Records

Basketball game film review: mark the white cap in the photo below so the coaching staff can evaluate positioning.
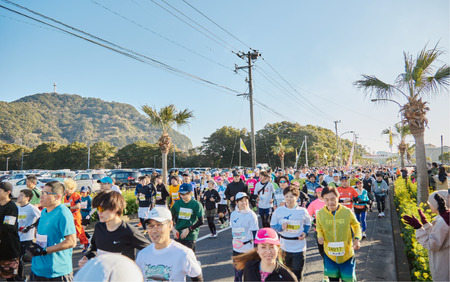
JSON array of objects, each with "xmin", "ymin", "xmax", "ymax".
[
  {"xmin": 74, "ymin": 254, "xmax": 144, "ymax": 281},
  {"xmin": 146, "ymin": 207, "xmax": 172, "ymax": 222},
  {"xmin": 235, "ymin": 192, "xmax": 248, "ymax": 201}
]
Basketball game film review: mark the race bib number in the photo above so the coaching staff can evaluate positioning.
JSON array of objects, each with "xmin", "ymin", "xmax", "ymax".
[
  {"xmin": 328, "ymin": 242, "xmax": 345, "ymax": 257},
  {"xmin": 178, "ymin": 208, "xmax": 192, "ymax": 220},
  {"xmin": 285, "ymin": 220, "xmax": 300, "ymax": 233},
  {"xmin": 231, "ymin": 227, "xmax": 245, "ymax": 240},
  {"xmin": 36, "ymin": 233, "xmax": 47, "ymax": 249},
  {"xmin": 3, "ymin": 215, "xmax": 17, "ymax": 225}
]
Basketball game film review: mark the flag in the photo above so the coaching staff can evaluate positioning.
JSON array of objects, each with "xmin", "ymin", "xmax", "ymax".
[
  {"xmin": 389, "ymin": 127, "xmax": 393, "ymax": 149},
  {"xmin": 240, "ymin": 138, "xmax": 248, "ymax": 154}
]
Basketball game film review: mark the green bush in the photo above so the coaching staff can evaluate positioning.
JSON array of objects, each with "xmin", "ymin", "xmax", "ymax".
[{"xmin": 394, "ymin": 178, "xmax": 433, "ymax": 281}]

--

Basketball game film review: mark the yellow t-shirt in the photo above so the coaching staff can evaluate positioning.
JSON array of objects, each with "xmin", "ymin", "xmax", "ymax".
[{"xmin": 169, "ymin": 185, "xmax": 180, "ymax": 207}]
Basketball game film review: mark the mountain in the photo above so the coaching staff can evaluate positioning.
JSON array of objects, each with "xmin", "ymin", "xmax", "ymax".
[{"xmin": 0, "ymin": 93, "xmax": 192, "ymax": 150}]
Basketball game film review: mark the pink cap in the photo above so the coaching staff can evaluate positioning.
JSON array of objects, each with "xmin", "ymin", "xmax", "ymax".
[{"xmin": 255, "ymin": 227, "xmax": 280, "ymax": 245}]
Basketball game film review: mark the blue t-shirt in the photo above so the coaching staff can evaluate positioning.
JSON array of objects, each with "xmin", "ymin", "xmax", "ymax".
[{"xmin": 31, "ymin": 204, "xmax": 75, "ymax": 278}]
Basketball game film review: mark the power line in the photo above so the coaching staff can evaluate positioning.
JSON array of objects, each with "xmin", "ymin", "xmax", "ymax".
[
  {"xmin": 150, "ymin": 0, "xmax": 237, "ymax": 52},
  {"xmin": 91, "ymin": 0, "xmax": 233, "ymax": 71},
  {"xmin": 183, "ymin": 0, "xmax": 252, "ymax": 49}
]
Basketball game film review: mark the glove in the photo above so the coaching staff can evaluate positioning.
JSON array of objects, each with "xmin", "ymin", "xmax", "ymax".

> _EXERCISE REQUIREMENTS_: Return each line of the entries that contains the string "above".

> _EXPECTED ANSWER_:
Basketball game film review: mark the race bib number in the photo above so the coaching staff can evaluate positioning.
Basketball game film review: mark the flag in the photo above so the coaching staff can evaluate positioning.
Basketball game film review: mark the green bush in the photo above so the coaching staff can evaluate positioning.
Basketball game film review: mark the yellow t-shirt in the photo above so the coaching staff can evaluate positioning.
Basketball game film review: mark the mountain in the photo above so the coaching staff can evaluate positioning.
Basketball game film review: mark the pink cap in the photo above so the coaching staff can evaluate positioning.
Basketball game film review: mark the blue t-shirt in the photo above so the coaching staff can evaluate positioning.
Basketball game film review: mark the power line in the photo above so the coaching staff can evaluate positioning.
Basketball game film review: mark the glove in the photo above so the coaching staff can evaluate positioning.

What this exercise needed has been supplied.